- **OBJECTIVE**
Collect every line in the data below that contains the word "jacket", copying each line in full. Case counts.

- **RECORDS**

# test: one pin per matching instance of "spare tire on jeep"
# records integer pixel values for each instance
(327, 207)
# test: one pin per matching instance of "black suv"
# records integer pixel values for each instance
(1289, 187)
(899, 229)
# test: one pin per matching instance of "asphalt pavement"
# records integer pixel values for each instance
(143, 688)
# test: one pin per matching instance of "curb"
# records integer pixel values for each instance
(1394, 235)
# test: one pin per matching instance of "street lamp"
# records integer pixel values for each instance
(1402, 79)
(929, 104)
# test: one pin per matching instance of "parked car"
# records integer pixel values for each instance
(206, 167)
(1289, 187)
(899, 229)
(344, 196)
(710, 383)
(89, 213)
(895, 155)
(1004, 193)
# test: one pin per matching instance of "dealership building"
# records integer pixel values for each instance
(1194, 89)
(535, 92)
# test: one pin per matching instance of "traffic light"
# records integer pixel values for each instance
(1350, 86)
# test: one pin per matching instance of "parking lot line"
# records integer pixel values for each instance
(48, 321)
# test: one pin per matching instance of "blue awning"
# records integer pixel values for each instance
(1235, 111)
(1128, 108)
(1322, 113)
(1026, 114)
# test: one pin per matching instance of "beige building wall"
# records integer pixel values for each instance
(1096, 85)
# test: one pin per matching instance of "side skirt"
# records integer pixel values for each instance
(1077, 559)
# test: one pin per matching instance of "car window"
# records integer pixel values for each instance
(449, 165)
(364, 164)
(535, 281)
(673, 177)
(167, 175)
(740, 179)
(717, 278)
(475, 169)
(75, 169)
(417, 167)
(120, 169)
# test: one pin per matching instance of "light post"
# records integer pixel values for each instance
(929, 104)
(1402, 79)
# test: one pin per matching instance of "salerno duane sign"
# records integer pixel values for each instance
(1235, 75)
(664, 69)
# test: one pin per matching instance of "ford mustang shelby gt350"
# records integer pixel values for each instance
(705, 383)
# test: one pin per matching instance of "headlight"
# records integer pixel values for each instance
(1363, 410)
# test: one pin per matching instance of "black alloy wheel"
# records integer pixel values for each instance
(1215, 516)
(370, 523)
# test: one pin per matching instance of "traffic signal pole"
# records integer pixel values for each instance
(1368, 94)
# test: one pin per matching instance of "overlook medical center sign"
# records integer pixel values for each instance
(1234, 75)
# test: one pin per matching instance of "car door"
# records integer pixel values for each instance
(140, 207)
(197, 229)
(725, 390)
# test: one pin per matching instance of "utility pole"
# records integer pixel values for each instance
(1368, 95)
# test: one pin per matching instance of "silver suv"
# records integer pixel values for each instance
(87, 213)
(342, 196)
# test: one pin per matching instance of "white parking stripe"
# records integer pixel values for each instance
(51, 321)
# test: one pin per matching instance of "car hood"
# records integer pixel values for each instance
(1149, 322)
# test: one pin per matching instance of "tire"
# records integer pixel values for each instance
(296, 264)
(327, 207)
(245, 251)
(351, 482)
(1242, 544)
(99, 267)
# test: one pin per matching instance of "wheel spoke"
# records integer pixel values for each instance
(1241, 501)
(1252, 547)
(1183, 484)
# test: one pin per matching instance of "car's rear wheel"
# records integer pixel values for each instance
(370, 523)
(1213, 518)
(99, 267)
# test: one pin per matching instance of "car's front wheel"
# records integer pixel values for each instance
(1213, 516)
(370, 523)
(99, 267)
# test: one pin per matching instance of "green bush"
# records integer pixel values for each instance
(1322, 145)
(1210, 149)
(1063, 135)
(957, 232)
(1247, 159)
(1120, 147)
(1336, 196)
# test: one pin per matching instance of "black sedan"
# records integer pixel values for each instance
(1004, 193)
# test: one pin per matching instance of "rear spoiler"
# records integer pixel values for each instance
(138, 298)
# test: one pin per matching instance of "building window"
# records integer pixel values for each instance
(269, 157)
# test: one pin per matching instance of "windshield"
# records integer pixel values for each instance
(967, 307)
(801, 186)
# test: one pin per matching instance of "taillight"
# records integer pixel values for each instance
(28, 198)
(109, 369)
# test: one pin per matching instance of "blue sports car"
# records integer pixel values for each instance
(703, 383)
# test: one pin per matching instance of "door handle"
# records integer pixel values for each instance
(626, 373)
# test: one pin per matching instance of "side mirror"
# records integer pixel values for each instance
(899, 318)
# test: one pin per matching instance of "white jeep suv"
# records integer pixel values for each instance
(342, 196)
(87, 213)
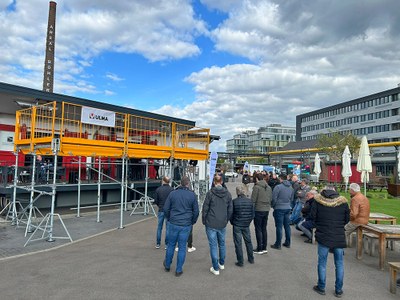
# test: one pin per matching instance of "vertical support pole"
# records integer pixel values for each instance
(171, 173)
(122, 194)
(98, 191)
(126, 184)
(78, 210)
(14, 203)
(33, 174)
(53, 189)
(146, 209)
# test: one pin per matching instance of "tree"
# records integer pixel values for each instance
(333, 144)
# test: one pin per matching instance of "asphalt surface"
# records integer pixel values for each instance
(105, 262)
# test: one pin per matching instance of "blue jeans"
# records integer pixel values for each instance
(281, 217)
(238, 233)
(177, 234)
(295, 217)
(216, 239)
(322, 258)
(161, 218)
(260, 226)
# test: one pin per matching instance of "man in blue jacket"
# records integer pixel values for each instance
(281, 198)
(243, 214)
(181, 210)
(160, 197)
(217, 211)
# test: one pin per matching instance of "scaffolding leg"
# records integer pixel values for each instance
(47, 230)
(146, 202)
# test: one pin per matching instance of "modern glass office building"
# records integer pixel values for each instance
(377, 116)
(269, 138)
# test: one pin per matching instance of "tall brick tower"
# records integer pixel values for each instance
(48, 75)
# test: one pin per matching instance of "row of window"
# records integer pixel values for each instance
(351, 120)
(353, 107)
(361, 131)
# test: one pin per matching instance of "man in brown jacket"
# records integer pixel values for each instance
(359, 210)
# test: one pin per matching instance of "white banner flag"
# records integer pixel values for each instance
(96, 116)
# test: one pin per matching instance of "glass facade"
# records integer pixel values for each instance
(264, 140)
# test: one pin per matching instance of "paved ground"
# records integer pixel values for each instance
(123, 264)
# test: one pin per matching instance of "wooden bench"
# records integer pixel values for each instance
(371, 237)
(394, 267)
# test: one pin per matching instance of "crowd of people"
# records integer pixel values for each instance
(323, 215)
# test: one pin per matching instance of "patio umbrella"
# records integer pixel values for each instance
(364, 164)
(346, 166)
(317, 166)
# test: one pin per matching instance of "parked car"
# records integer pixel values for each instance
(231, 174)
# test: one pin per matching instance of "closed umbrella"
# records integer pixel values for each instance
(317, 166)
(346, 166)
(398, 164)
(364, 164)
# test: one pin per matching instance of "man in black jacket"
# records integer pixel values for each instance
(160, 196)
(181, 209)
(243, 214)
(306, 225)
(330, 213)
(217, 211)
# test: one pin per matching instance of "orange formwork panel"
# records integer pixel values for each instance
(81, 133)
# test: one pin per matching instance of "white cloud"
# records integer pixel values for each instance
(109, 93)
(158, 30)
(300, 55)
(114, 77)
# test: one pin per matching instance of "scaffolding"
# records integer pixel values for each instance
(70, 130)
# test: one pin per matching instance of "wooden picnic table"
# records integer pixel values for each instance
(383, 231)
(379, 217)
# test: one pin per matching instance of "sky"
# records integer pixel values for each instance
(228, 65)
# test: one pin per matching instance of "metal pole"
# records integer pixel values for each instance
(98, 191)
(126, 184)
(53, 191)
(146, 209)
(33, 174)
(122, 194)
(14, 207)
(78, 211)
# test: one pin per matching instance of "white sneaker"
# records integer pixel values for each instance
(213, 271)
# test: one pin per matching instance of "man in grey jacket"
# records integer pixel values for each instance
(281, 197)
(217, 211)
(261, 197)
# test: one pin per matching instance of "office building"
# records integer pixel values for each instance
(269, 138)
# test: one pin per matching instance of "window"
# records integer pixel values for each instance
(395, 126)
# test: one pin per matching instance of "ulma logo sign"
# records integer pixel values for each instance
(98, 117)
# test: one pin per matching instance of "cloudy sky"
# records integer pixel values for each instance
(229, 65)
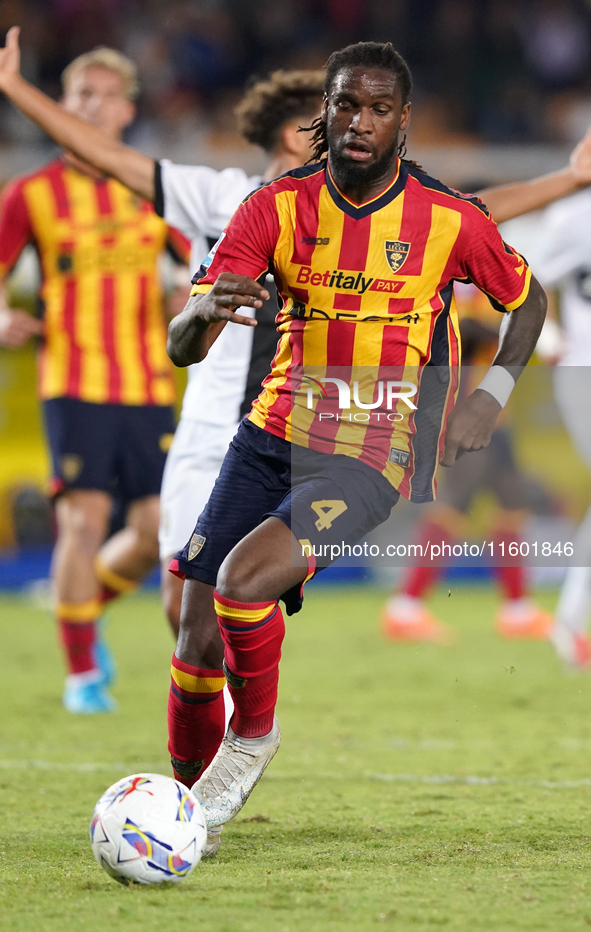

- **FINAL RESULT**
# test: one pin per matching instance of "man in blue jacket"
# test: one pin per matching instance of "man in brown jacket"
# test: one pin per matching instance of "man in black jacket"
# test: one pin per matching instance of "man in grey jacket"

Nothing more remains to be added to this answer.